| Bölge etiketleme verileri |
◆ ◆ ◆ ◆ ◆

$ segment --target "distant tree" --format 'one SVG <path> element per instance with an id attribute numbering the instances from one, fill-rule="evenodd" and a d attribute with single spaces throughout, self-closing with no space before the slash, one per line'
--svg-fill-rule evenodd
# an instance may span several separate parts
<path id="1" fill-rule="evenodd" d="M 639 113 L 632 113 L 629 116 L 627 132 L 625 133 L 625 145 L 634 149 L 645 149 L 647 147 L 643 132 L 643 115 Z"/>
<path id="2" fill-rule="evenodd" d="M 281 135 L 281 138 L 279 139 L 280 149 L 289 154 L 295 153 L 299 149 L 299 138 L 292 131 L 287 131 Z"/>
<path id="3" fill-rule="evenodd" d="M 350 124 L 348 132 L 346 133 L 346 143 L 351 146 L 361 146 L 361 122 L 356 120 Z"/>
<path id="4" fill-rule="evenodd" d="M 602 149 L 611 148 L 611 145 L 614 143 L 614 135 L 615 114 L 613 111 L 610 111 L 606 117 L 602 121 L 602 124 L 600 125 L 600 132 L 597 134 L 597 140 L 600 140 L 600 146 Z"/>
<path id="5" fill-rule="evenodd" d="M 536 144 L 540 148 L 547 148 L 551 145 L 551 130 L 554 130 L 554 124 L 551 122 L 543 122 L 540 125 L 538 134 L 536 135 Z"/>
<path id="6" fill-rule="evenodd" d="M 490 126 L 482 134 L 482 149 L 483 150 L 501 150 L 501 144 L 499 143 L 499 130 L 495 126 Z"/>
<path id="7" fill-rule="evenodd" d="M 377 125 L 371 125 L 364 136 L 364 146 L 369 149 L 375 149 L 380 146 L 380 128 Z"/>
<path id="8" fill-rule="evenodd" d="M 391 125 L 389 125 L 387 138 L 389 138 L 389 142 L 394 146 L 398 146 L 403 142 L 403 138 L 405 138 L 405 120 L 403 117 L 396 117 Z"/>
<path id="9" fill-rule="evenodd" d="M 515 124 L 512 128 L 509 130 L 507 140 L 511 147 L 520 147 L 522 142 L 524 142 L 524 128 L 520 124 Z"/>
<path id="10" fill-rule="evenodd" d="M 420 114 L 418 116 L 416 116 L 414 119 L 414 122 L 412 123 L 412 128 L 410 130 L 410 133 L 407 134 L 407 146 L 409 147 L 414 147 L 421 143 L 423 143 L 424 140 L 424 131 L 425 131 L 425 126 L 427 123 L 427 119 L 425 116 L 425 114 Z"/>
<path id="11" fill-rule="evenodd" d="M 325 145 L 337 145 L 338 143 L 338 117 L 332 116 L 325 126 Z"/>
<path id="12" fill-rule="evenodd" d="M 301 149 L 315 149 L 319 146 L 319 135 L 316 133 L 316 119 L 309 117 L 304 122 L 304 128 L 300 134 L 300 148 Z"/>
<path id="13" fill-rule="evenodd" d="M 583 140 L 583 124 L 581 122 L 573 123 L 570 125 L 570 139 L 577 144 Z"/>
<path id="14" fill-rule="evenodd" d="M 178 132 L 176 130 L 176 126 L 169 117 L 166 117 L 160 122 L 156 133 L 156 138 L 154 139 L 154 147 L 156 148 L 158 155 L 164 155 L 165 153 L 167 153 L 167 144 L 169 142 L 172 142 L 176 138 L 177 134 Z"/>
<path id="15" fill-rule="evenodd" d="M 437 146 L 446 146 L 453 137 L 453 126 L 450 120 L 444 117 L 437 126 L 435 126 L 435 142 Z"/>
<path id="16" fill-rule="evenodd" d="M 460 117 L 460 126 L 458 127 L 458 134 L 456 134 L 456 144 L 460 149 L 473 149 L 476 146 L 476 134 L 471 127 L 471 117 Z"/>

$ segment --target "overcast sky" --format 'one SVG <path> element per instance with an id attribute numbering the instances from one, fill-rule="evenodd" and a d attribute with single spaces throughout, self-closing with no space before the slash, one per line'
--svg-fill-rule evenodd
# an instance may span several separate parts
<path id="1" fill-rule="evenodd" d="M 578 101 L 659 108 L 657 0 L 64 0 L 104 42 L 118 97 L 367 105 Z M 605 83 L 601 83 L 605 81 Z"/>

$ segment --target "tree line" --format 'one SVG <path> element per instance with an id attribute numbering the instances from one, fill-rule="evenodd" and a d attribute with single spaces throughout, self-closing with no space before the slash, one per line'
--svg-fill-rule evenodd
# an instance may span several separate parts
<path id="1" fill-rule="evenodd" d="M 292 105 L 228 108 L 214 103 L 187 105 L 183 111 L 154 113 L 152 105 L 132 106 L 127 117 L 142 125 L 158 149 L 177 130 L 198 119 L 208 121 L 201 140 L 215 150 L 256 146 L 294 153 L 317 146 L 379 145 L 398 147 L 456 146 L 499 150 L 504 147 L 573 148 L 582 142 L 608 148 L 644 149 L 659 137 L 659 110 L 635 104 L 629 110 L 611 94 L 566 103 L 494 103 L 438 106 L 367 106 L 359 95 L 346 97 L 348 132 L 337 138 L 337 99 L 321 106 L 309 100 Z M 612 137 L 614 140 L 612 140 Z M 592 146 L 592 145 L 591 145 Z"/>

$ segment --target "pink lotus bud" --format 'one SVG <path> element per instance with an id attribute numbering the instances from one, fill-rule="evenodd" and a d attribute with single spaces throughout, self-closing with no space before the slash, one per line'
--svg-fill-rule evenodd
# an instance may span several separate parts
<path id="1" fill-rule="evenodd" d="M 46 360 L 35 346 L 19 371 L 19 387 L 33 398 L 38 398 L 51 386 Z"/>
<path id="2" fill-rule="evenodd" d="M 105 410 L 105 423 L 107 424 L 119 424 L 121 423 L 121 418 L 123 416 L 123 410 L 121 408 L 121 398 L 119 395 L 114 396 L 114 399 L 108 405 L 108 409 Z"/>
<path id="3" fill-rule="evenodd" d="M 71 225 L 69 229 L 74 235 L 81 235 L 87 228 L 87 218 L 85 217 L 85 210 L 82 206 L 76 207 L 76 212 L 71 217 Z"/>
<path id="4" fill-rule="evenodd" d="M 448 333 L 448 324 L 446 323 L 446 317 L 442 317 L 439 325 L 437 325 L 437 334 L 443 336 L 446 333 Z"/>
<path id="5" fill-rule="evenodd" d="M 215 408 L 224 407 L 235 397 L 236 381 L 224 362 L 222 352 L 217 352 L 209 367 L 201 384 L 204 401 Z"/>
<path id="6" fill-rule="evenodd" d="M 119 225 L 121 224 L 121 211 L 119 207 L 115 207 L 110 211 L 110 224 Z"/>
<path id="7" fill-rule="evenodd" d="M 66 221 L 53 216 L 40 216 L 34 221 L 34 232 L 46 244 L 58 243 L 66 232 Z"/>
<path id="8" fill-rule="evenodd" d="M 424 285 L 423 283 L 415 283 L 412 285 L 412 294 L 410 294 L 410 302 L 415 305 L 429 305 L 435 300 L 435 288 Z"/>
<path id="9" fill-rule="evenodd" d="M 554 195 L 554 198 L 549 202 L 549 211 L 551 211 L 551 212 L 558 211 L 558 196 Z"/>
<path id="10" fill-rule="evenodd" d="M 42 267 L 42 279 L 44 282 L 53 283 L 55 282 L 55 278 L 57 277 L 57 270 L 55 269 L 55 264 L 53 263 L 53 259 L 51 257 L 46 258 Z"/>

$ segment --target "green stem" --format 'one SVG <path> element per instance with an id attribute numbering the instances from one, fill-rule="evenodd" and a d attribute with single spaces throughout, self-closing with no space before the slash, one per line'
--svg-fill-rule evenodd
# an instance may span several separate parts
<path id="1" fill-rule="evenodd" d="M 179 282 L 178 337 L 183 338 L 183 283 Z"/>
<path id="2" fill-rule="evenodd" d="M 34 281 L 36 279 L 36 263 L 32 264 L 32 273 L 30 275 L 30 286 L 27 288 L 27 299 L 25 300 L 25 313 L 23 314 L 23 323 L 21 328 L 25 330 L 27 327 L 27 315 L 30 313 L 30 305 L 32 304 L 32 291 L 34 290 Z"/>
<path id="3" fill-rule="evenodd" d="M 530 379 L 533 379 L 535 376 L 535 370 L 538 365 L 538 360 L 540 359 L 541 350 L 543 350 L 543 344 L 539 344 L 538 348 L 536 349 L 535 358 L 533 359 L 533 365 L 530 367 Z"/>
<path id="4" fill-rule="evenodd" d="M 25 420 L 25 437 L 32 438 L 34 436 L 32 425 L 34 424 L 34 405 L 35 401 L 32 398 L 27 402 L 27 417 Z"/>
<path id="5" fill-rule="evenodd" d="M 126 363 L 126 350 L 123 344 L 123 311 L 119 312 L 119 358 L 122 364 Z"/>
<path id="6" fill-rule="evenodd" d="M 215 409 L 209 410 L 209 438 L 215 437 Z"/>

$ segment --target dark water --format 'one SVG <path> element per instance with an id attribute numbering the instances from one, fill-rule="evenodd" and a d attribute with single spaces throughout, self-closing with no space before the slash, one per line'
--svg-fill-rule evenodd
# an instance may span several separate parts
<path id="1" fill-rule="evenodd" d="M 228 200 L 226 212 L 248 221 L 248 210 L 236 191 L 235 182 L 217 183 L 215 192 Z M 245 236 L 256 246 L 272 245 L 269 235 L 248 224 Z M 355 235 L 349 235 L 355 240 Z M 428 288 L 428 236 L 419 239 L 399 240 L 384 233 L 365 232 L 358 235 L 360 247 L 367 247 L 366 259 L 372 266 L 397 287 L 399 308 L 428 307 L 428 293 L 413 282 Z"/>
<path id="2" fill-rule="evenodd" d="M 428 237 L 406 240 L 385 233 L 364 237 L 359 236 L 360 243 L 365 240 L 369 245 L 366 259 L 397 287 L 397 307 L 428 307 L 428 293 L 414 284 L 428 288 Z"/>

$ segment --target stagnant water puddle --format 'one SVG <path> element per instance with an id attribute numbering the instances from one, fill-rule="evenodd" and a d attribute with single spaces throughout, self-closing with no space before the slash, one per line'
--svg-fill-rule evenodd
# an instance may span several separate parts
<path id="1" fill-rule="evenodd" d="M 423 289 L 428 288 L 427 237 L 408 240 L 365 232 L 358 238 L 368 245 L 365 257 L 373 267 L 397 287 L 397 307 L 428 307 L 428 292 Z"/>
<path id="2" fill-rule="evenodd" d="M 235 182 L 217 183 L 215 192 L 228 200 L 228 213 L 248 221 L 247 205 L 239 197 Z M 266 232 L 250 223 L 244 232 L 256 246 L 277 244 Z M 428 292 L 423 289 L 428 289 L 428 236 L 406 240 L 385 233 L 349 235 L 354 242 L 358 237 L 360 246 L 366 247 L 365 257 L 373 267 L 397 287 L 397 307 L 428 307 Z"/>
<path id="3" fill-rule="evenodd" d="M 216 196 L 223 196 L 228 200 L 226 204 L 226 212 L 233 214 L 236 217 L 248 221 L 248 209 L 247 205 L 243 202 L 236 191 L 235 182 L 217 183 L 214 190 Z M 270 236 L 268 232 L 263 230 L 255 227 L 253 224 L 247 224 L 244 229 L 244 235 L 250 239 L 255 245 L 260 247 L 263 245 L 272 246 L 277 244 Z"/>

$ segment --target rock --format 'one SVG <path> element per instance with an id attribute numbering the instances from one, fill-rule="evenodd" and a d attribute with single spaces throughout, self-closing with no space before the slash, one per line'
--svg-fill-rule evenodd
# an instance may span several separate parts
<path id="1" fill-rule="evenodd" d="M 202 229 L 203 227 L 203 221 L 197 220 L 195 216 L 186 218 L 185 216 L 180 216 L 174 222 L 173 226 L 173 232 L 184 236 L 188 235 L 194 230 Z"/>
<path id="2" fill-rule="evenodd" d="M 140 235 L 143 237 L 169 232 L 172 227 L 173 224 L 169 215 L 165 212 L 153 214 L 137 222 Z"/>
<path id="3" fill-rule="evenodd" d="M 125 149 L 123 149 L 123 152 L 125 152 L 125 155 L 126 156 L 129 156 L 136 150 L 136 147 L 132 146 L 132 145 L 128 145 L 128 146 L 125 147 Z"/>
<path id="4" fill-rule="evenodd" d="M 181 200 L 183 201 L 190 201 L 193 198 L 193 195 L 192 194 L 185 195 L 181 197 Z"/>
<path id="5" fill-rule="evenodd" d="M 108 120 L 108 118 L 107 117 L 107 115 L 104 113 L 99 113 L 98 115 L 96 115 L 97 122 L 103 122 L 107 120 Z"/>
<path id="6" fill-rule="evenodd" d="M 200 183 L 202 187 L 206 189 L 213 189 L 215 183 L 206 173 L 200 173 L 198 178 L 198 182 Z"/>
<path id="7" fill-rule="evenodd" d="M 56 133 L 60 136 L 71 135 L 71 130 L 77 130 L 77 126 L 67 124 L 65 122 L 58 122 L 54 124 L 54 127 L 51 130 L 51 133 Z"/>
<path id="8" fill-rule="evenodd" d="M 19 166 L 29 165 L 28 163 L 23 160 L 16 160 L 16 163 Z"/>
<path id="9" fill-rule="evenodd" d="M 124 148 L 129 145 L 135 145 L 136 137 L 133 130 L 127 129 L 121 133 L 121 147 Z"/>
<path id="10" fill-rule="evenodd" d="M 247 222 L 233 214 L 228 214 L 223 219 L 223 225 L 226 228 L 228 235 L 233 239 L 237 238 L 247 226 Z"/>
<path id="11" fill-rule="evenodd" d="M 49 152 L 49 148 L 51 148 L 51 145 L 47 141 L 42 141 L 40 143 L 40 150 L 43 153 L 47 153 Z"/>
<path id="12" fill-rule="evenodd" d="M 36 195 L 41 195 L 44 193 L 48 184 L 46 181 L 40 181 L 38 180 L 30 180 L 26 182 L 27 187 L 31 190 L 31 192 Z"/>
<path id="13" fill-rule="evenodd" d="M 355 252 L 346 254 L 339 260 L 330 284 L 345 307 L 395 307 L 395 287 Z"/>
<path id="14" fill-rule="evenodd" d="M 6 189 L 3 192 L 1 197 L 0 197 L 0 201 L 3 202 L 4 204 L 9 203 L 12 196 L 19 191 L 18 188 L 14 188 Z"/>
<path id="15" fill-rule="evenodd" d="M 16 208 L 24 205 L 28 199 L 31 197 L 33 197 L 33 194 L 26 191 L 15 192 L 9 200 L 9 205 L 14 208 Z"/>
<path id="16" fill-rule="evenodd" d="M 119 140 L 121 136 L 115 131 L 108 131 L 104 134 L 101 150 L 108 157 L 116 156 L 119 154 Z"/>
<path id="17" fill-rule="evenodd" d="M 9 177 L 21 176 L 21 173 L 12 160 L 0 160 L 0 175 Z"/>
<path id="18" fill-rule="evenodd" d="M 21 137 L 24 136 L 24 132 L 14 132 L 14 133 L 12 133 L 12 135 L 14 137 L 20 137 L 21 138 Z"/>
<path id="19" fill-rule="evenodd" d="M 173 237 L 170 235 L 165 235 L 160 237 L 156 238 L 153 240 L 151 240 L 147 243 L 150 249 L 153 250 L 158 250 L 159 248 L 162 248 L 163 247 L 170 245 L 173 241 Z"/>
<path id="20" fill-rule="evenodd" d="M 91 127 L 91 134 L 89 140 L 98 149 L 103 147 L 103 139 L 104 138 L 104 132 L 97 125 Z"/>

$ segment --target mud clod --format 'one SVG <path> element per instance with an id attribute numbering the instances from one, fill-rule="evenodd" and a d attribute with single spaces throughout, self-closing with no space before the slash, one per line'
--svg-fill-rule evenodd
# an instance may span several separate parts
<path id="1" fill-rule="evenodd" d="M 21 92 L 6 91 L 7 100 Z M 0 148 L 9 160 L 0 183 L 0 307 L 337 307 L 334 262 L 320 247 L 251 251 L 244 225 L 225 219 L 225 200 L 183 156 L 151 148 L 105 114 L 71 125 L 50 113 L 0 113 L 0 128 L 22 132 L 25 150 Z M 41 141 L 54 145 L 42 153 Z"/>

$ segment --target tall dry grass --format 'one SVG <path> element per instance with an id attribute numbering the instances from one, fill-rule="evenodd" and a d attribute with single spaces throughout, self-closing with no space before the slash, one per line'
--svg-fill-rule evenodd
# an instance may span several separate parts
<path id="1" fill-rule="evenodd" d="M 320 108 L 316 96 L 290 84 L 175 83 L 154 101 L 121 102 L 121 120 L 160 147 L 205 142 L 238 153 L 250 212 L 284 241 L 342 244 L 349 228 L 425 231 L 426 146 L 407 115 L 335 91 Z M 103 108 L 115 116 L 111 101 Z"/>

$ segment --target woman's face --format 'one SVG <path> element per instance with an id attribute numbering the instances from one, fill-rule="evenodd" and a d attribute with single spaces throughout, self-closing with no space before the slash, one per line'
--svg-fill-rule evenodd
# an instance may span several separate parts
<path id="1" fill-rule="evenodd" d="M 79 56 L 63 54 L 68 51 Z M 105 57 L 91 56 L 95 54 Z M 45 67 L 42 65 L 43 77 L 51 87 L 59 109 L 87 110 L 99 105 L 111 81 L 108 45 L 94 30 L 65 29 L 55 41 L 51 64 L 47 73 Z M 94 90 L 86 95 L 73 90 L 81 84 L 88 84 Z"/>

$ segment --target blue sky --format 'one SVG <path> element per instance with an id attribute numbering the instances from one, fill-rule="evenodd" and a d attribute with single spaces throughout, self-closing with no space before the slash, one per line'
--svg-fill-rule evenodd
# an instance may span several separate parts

◆ ◆ ◆ ◆ ◆

| Verilen görev |
Yukarıdaki verilerin "segment --target mud" ifadesini içeren satırdan "320 108 L 316" ifadesini içeren satıra kadar (bu satır da dahil) olan kısmını iki sütunlu bir CSV'ye dönüştürün. Sütun adları girdi ve çıktı olsun: her veri için bir satır yazın, metni girdi, yanıtı çıktı sütununa tırnak içinde tek alan olarak koyun ve satır sonlarını boşluğa çevirin.

| Alıştırma çıktısı |
girdi,çıktı
"$ segment --target mud clod --format 'one SVG <path> element per instance with an id attribute numbering the instances from one, fill-rule=""evenodd"" and a d attribute with single spaces throughout, self-closing with no space before the slash, one per line' --svg-fill-rule evenodd # an instance may span several separate parts","<path id=""1"" fill-rule=""evenodd"" d=""M 21 92 L 6 91 L 7 100 Z M 0 148 L 9 160 L 0 183 L 0 307 L 337 307 L 334 262 L 320 247 L 251 251 L 244 225 L 225 219 L 225 200 L 183 156 L 151 148 L 105 114 L 71 125 L 50 113 L 0 113 L 0 128 L 22 132 L 25 150 Z M 41 141 L 54 145 L 42 153 Z""/>"
"$ segment --target tall dry grass --format 'one SVG <path> element per instance with an id attribute numbering the instances from one, fill-rule=""evenodd"" and a d attribute with single spaces throughout, self-closing with no space before the slash, one per line' --svg-fill-rule evenodd # an instance may span several separate parts","<path id=""1"" fill-rule=""evenodd"" d=""M 320 108 L 316 96 L 290 84 L 175 83 L 154 101 L 121 102 L 121 120 L 160 147 L 205 142 L 238 153 L 250 212 L 284 241 L 342 244 L 349 228 L 425 231 L 426 146 L 407 115 L 335 91 Z M 103 108 L 115 116 L 111 101 Z""/>"